GIVEN INFORMATION:
********************

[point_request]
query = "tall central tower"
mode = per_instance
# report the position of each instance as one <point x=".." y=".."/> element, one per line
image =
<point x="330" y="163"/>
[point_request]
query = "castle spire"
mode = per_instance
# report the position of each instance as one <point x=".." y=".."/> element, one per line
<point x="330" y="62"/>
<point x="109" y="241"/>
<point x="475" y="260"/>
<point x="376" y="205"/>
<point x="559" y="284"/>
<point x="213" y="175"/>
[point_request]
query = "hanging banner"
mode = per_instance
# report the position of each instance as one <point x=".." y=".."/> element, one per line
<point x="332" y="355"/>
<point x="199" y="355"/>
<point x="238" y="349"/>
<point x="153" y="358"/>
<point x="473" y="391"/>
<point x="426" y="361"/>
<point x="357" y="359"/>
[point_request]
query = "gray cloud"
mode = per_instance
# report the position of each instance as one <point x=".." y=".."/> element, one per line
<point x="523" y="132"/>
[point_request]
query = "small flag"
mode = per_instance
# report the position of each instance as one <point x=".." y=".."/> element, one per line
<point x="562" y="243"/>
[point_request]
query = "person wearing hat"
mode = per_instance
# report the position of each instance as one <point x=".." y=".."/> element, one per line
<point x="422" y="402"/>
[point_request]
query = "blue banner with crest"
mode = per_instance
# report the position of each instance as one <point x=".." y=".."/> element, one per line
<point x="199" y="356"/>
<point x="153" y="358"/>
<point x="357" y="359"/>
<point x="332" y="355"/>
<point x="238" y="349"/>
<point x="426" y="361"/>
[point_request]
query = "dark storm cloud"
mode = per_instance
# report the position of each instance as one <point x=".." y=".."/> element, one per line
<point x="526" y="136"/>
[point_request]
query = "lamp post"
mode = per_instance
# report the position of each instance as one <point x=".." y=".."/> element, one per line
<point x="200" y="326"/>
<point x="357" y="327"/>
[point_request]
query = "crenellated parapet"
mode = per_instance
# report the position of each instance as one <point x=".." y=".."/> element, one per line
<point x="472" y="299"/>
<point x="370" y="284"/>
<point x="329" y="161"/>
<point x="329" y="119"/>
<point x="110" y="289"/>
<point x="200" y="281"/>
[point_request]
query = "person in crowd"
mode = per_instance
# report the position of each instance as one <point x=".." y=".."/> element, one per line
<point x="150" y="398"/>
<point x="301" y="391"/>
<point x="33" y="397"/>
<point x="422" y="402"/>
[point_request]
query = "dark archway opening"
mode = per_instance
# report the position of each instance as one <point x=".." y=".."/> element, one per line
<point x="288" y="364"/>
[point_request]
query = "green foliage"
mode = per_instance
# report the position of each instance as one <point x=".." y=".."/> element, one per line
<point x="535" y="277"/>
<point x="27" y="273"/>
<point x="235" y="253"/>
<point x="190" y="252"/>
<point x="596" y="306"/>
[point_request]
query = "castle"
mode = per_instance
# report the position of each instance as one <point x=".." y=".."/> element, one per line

********************

THE TASK: Exactly reproduce all of the entries above.

THE OUTPUT:
[point_request]
query = "tall central tower"
mode = per_instance
# report the position of each instance as one <point x=".." y=".."/> element, one per line
image =
<point x="330" y="163"/>
[point_request]
query = "castle spire"
mode = per_instance
# report the position of each instance as one <point x=".." y=".."/> element, one per line
<point x="330" y="62"/>
<point x="109" y="241"/>
<point x="475" y="260"/>
<point x="376" y="205"/>
<point x="559" y="284"/>
<point x="213" y="175"/>
[point_request]
query = "hanging banner"
mode = per_instance
# report the position of each instance as one <point x=".." y=".."/> element, one per line
<point x="332" y="355"/>
<point x="199" y="355"/>
<point x="238" y="349"/>
<point x="153" y="358"/>
<point x="473" y="391"/>
<point x="426" y="361"/>
<point x="357" y="359"/>
[point_request]
query = "gray cloud"
mode = per_instance
# report the position of each instance as one <point x=".." y=".."/> element, one per line
<point x="523" y="132"/>
[point_request]
query = "small flag"
mode = per_instance
# report the position of each instance as one <point x=".." y=".."/> element, one per line
<point x="562" y="243"/>
[point_request]
query = "person wearing hat"
mode = per_instance
# report the position of each instance as one <point x=".." y=".."/> element, one per line
<point x="422" y="402"/>
[point_request]
query = "blue banner with crest"
mode = per_instance
# report the position of each instance as one <point x=".." y=".."/> element, one per line
<point x="199" y="356"/>
<point x="153" y="358"/>
<point x="357" y="359"/>
<point x="332" y="355"/>
<point x="238" y="349"/>
<point x="426" y="361"/>
[point_request]
query = "dark storm cloud"
mode = per_instance
# report the position of each instance as one <point x=".." y=".."/> element, one per line
<point x="526" y="136"/>
[point_request]
query = "lamp post"
mode = per_instance
# report the position of each instance as one <point x=".." y=".."/> element, one per line
<point x="200" y="326"/>
<point x="357" y="327"/>
[point_request]
query = "crenellated parapet"
mode = per_instance
# report the position of each instance as one <point x=".." y=".."/> element, one per line
<point x="472" y="299"/>
<point x="370" y="284"/>
<point x="329" y="161"/>
<point x="329" y="119"/>
<point x="110" y="289"/>
<point x="200" y="281"/>
[point_request]
query = "person in crowd"
mode = per_instance
# report the position of each instance as one <point x=".." y=".."/> element, one per line
<point x="150" y="398"/>
<point x="301" y="391"/>
<point x="33" y="397"/>
<point x="422" y="402"/>
[point_request]
query = "dark archway opening"
mode = per_instance
# report the position of each instance as one <point x=".." y=".."/> element, one per line
<point x="288" y="364"/>
[point_request]
query = "green foliage"
mode = per_instance
# report the position of each instance as one <point x=".." y=".."/> element, one per line
<point x="535" y="277"/>
<point x="27" y="273"/>
<point x="235" y="253"/>
<point x="190" y="252"/>
<point x="596" y="306"/>
[point_request]
query = "castle"
mode = per_instance
# report the position of each instance as one <point x=".." y=".."/> element, one per line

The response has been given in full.